(Directions for this task)
When the line containing "Pick out one point on every instance of the donkey's leg" appears in the entries below, begin printing there and stop after the line containing "Pick out one point on every instance of the shirt collar"; print each of those lines exactly and no other line.

(Records for the exercise)

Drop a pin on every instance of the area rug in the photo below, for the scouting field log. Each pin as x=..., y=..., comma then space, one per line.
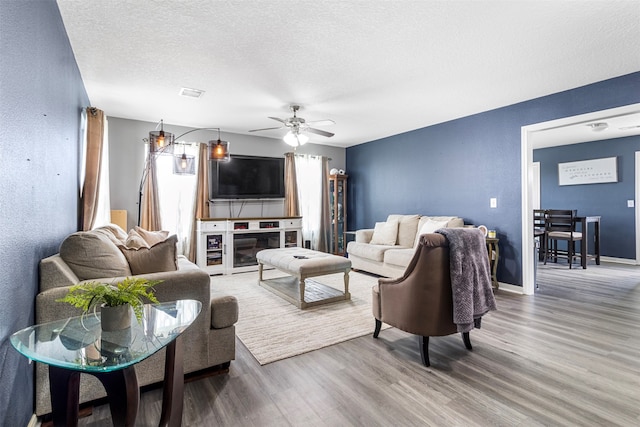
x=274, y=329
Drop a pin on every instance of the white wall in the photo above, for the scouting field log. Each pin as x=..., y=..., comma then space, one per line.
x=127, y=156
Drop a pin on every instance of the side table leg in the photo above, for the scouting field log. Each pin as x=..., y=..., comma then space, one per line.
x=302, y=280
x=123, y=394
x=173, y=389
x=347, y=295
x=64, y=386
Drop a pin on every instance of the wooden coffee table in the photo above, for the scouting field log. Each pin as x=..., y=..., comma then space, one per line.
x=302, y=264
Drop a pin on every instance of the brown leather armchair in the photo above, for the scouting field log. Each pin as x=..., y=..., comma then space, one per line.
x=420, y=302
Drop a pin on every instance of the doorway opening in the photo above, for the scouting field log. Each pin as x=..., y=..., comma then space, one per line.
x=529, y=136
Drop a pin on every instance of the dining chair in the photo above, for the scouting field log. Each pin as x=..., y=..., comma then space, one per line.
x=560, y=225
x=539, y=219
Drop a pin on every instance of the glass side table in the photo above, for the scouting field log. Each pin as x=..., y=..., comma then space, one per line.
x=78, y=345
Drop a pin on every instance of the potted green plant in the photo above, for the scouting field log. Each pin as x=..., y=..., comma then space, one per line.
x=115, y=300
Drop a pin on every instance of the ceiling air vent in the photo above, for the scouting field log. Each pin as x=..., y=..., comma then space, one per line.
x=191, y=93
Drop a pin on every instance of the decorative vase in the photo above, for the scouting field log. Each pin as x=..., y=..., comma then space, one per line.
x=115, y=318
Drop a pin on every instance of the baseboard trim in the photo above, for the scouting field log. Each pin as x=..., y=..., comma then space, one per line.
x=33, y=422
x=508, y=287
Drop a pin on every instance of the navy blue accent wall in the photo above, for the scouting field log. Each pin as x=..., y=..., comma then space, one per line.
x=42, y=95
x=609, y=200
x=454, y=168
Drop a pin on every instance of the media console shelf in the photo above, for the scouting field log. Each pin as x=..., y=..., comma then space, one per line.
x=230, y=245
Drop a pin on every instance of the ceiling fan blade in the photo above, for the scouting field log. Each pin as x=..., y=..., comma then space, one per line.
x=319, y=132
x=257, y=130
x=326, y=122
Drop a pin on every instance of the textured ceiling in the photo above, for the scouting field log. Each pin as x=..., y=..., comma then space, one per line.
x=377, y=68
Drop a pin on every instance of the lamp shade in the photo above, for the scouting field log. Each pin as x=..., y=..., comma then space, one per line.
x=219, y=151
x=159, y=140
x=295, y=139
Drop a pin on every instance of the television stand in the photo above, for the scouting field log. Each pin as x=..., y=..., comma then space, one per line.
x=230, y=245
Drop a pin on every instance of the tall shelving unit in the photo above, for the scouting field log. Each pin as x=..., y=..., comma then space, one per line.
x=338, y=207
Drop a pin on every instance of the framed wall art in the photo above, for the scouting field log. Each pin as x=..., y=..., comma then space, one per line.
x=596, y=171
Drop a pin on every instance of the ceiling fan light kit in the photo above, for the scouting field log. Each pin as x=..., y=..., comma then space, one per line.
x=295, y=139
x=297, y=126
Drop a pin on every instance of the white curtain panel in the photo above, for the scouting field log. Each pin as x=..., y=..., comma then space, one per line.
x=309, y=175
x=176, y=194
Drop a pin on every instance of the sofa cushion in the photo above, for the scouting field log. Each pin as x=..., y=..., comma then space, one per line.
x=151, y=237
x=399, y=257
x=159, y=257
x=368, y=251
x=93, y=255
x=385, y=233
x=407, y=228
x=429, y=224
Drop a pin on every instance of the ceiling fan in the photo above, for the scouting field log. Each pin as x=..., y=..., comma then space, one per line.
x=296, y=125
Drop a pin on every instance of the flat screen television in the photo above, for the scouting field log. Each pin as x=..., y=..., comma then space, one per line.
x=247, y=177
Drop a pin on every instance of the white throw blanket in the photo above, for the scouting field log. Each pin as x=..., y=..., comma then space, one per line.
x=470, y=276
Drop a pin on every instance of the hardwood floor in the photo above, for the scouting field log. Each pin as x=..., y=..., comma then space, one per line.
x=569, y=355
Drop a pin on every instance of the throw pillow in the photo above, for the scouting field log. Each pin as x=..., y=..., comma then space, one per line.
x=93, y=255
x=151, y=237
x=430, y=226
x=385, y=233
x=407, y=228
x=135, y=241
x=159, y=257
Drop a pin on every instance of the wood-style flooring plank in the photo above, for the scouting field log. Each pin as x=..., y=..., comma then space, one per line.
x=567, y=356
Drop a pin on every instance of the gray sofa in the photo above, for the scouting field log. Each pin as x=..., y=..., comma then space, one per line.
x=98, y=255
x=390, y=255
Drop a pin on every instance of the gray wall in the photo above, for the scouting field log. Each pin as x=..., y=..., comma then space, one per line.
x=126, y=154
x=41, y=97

---

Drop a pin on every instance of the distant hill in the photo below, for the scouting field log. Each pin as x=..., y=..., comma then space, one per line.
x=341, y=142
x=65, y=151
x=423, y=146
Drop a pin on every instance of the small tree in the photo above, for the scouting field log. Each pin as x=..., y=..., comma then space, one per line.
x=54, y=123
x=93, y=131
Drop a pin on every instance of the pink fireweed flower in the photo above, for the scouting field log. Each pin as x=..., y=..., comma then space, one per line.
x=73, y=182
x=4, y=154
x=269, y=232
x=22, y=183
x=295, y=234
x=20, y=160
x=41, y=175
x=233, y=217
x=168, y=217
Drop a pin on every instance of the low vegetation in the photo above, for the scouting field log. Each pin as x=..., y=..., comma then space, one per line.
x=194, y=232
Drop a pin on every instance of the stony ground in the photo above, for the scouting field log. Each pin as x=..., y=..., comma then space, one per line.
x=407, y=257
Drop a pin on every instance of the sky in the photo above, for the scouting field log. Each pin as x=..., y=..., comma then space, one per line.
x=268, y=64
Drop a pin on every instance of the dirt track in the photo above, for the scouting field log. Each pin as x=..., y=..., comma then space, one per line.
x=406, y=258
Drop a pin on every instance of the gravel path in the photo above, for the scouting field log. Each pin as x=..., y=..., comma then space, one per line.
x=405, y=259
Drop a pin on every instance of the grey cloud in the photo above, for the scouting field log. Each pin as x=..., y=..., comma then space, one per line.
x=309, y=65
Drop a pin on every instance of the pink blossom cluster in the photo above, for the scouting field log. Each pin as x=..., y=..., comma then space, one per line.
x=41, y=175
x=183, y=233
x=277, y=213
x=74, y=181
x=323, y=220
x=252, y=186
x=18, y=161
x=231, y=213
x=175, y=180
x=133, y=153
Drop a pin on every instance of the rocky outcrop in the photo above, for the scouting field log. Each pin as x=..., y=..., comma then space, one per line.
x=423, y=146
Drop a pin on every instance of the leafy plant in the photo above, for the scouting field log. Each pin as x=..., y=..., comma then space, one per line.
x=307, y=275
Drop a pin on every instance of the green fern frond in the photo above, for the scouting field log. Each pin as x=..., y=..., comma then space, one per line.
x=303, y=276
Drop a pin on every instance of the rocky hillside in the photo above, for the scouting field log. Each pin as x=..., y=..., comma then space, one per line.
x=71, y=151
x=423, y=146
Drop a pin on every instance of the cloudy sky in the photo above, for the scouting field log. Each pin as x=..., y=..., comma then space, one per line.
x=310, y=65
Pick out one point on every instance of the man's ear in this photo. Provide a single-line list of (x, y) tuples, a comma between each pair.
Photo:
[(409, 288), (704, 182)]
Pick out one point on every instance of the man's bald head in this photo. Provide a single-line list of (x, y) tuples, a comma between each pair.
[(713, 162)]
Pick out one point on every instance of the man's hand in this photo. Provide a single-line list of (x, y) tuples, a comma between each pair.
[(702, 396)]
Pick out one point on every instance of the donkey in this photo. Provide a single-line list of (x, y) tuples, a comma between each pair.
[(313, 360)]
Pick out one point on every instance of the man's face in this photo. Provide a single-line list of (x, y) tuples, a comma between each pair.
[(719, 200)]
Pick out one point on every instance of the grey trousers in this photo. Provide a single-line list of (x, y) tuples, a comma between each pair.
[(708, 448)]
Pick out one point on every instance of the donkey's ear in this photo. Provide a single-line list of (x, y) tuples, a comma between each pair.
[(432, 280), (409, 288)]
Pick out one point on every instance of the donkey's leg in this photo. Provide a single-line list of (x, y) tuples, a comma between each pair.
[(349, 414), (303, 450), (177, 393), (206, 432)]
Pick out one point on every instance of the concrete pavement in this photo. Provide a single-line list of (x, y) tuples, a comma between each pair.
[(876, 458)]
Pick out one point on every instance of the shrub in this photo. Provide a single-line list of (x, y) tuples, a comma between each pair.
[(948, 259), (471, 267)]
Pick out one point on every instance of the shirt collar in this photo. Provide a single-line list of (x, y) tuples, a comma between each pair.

---

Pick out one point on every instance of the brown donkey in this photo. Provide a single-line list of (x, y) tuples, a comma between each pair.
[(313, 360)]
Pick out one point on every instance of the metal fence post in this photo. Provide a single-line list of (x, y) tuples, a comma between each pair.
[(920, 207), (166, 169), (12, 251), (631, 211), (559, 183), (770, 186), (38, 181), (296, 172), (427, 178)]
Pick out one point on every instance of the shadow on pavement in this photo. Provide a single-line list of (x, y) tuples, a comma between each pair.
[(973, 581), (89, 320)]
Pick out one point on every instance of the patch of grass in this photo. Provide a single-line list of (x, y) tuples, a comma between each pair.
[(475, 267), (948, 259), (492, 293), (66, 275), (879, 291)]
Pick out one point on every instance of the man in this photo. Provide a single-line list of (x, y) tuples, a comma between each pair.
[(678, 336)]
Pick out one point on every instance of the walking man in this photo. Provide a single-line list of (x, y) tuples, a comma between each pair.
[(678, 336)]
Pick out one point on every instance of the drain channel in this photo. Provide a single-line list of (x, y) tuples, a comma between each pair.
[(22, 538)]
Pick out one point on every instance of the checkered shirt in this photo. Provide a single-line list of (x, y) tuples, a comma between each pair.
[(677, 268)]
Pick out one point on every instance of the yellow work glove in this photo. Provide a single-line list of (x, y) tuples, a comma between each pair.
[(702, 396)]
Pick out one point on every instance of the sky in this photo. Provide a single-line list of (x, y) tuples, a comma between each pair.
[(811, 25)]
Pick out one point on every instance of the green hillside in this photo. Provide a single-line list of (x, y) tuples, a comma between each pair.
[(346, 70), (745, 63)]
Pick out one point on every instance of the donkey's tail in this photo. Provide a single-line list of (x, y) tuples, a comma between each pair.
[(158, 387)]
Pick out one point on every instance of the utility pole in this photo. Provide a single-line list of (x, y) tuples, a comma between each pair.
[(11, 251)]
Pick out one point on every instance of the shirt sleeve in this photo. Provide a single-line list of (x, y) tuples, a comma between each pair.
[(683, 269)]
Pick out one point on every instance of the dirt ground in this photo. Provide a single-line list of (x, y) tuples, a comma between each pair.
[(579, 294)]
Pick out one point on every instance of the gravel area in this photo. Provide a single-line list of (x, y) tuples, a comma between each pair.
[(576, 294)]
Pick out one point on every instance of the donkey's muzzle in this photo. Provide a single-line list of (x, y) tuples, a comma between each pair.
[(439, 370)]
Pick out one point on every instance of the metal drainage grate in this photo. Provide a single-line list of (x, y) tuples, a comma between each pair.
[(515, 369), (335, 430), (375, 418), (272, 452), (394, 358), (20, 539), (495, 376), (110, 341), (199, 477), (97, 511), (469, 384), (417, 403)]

(Response to this exercise)
Pick out one point on every instance of the donkey's leg in this photo. Provide a single-line list of (x, y) tuples, a comma between each pair.
[(349, 414), (303, 450), (177, 393), (206, 432)]
Pick out one point on every instance of the concrete pavement in this photo. Provide a single-line list of (x, y) tuples, a comma between each pair.
[(876, 458)]
Pick out one point on every instance of the shrub in this photo. Provide a single-line list of (x, y) tuples, a comma between each pair.
[(948, 259), (471, 267)]
Pick out one point on every instance of the shirt collar in this photo. Provide a single-line list of (x, y) tuples, a comma between each pair.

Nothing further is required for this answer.